# Data to use
=-=-=
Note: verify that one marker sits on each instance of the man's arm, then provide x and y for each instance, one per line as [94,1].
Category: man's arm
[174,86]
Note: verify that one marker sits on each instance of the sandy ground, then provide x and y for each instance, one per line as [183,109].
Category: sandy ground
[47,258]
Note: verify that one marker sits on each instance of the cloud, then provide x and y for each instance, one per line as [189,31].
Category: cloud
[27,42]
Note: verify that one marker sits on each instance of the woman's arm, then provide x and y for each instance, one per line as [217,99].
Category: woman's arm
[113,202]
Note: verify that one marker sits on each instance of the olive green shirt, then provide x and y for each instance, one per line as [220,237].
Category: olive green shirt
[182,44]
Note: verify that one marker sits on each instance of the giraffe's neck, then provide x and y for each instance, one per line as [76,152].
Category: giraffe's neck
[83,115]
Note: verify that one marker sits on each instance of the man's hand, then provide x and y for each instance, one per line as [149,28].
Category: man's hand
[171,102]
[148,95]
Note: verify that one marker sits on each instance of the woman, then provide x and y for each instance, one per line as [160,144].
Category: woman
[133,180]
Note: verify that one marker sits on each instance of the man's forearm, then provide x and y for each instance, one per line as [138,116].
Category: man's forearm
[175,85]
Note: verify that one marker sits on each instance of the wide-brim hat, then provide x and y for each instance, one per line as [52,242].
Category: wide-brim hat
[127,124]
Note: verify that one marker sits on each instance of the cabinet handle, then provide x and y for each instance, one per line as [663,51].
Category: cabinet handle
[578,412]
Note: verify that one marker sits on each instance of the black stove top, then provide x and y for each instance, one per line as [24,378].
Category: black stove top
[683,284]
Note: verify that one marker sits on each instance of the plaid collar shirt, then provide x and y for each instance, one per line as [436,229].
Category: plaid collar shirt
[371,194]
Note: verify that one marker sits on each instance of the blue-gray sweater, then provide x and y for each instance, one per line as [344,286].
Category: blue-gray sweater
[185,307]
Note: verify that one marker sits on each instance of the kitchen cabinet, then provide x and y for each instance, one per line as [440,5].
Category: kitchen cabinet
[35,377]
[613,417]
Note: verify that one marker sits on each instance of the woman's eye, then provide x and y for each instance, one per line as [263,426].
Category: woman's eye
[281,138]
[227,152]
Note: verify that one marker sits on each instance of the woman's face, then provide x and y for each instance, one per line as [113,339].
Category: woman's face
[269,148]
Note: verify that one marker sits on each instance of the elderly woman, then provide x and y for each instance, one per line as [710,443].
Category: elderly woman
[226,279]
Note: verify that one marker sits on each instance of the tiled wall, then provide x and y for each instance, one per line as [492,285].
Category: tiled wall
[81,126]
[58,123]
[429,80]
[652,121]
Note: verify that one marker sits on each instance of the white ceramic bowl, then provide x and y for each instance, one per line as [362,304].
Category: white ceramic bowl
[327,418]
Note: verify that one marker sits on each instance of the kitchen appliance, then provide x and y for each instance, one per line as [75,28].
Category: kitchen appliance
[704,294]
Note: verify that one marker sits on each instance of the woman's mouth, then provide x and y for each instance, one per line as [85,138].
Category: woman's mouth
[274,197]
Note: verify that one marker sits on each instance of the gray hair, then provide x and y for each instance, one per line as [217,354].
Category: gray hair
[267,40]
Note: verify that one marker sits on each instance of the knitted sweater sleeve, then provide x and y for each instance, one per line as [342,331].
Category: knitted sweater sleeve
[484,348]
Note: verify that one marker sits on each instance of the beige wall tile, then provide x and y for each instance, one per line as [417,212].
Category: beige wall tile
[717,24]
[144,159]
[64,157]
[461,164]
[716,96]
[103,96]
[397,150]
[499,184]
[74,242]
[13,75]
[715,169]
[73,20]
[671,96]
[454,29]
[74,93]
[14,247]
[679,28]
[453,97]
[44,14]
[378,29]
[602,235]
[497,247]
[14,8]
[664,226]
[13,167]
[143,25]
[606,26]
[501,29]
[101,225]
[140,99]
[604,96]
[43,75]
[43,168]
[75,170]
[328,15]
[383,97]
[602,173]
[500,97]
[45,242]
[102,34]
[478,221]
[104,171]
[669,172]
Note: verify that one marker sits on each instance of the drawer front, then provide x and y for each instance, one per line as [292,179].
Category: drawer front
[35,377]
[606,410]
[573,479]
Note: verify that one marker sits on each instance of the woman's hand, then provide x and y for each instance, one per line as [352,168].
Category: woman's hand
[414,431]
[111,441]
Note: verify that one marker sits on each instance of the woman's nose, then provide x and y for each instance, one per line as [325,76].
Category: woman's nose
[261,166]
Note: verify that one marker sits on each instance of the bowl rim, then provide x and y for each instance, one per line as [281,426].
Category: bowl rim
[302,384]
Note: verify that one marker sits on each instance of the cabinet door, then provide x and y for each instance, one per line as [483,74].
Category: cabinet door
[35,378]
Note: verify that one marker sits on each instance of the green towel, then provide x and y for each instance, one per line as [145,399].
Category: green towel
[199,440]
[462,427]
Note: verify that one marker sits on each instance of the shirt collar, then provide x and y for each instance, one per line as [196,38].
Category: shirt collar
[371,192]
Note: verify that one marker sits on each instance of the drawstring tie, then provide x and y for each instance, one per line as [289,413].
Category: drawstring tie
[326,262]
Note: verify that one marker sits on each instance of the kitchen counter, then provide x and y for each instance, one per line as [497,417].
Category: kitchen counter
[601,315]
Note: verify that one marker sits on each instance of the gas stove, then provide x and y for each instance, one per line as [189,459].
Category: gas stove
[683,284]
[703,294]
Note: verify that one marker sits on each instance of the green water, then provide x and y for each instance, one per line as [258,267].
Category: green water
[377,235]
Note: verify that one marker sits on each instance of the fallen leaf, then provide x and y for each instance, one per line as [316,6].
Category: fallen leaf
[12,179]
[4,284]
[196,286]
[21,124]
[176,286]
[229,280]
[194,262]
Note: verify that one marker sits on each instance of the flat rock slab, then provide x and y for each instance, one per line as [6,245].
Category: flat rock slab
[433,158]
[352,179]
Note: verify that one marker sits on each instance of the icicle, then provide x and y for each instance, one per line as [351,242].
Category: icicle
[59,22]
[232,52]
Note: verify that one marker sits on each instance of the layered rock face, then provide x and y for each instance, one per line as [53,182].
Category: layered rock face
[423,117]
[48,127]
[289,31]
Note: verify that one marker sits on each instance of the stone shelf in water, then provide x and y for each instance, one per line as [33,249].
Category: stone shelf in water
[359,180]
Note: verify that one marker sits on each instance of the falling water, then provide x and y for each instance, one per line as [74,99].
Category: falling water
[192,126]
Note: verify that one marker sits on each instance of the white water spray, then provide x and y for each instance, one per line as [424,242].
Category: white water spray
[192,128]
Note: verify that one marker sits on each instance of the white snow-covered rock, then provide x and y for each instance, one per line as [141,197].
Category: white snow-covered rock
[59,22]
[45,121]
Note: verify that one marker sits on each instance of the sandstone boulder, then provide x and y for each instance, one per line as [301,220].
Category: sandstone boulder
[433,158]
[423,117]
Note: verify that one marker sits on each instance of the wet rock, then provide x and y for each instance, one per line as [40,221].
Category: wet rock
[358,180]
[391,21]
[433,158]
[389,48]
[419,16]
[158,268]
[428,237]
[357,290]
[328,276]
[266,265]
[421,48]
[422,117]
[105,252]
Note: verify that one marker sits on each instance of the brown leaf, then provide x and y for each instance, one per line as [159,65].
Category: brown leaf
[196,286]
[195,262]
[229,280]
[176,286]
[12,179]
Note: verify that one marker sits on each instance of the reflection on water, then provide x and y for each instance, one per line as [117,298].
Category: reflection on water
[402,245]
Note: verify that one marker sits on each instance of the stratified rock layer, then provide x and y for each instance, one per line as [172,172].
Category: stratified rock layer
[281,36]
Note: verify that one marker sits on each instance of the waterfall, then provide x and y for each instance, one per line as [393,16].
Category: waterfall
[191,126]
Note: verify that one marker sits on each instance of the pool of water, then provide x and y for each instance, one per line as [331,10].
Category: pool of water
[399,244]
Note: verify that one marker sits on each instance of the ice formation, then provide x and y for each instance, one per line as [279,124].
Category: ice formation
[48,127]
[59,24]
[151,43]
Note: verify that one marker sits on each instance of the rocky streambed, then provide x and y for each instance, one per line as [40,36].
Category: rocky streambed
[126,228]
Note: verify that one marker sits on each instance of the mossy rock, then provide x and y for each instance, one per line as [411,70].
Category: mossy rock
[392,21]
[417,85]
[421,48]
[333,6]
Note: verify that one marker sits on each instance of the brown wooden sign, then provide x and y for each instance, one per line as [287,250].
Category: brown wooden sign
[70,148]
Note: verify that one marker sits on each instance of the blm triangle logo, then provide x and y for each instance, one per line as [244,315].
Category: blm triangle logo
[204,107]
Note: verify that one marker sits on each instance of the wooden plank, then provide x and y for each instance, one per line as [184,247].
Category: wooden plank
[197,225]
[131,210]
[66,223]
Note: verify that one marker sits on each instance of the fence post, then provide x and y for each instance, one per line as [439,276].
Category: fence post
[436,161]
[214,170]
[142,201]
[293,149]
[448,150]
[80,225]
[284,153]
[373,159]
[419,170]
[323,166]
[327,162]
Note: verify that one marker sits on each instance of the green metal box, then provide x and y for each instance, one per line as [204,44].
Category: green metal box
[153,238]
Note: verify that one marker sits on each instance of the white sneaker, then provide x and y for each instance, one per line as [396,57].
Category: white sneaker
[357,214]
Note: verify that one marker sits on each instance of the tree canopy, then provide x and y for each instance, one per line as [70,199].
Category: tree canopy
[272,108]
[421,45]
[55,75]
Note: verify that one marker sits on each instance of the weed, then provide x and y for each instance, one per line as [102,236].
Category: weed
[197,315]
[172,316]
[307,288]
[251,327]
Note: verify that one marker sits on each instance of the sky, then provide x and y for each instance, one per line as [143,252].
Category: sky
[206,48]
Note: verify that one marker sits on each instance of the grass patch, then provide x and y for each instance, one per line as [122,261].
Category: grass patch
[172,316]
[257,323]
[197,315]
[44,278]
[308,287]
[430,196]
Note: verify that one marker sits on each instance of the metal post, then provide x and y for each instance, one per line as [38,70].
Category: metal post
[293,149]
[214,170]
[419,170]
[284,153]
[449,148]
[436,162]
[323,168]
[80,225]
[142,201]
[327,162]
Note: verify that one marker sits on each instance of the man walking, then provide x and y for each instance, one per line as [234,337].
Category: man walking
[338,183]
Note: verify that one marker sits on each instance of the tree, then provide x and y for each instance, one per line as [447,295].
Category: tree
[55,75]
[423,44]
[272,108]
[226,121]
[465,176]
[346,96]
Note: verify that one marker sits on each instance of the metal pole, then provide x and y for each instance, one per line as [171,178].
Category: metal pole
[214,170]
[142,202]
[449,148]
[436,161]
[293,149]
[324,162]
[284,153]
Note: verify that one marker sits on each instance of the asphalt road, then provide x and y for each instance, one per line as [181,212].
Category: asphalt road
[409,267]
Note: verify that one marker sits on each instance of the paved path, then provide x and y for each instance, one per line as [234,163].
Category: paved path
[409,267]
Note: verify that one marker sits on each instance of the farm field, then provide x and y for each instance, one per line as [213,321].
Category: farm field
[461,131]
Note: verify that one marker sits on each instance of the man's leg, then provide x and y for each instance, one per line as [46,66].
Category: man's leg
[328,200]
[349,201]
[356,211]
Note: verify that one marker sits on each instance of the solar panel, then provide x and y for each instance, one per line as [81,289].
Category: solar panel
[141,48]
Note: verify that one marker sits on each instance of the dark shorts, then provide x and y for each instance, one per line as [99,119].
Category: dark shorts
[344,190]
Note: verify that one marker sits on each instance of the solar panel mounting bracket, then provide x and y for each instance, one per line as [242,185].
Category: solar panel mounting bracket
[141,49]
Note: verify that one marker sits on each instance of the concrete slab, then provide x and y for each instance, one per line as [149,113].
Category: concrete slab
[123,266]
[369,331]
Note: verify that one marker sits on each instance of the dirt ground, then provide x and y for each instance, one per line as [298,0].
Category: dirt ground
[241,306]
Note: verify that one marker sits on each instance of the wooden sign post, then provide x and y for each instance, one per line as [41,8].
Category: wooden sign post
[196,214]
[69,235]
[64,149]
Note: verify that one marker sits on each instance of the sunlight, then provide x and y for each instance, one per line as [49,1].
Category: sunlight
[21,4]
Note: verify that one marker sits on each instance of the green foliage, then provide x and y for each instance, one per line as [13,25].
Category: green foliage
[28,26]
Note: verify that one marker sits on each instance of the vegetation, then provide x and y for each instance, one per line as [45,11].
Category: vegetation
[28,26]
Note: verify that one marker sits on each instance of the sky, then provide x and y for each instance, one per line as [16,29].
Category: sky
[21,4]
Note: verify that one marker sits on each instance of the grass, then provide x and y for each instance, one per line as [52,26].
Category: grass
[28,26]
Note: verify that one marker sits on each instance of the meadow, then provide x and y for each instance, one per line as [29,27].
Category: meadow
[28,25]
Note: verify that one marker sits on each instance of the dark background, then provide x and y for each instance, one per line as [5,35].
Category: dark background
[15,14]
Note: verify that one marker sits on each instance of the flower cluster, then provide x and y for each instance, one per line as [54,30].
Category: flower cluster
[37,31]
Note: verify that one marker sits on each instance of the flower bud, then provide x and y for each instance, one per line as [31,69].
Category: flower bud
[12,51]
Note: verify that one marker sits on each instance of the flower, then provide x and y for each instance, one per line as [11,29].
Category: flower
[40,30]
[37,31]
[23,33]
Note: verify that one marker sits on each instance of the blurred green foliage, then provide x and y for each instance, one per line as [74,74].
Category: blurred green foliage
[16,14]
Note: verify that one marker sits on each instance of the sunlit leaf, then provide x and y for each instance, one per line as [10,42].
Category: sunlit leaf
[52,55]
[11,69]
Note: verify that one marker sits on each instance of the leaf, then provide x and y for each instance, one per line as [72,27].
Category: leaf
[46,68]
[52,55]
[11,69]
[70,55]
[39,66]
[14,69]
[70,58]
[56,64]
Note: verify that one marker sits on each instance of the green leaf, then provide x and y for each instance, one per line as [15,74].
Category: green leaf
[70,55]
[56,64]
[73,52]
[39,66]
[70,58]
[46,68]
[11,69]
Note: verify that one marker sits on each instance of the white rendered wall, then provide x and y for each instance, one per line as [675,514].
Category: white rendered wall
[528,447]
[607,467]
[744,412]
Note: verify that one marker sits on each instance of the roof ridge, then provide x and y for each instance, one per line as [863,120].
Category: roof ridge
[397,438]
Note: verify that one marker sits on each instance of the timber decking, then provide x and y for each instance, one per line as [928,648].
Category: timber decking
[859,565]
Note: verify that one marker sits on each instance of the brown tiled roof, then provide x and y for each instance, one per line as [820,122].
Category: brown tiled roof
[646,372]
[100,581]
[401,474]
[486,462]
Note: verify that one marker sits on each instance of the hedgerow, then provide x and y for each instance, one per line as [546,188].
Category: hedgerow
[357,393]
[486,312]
=-=-=
Reproduce exactly the lines from the one with "line as [863,120]." through the end of the entries above, both ends included.

Note: verify that one marker sits on each instance of the roof ridge, then provide x and y for each instance, one per line as [863,120].
Category: roof ridge
[397,438]
Note: verify that one marker sits on each instance of the timber decking, then provide x and y for each instance, one per line as [928,648].
Category: timber decking
[859,565]
Note: verify that one marker sits on each instance of the brown tiled roof, then provide x and y for each instance, one per line as [820,122].
Category: brown tiled roof
[646,372]
[100,581]
[401,474]
[486,462]
Note: verify that one marker sits on each instance of the hedgerow, then provide x and y for each instance, one per line as [546,188].
Category: hedgerow
[357,393]
[486,312]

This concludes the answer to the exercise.